Work instructions –
Present the data below as a Markdown table with the columns No. and Line, giving each line its own numbered row and leaving out blank lines.

Extracted information –
>> start
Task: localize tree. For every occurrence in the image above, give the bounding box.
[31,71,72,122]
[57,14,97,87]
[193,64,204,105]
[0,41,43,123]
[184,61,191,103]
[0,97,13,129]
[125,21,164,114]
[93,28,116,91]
>> end
Reply to the task –
| No. | Line |
|---|---|
| 1 | Task: localize tree. For every occurrence in the image above, give the bounding box. |
| 2 | [31,71,72,122] |
| 3 | [57,14,97,87] |
| 4 | [193,64,204,105] |
| 5 | [0,41,43,123] |
| 6 | [184,61,191,103] |
| 7 | [0,97,13,129] |
| 8 | [125,21,164,114] |
| 9 | [93,28,116,91] |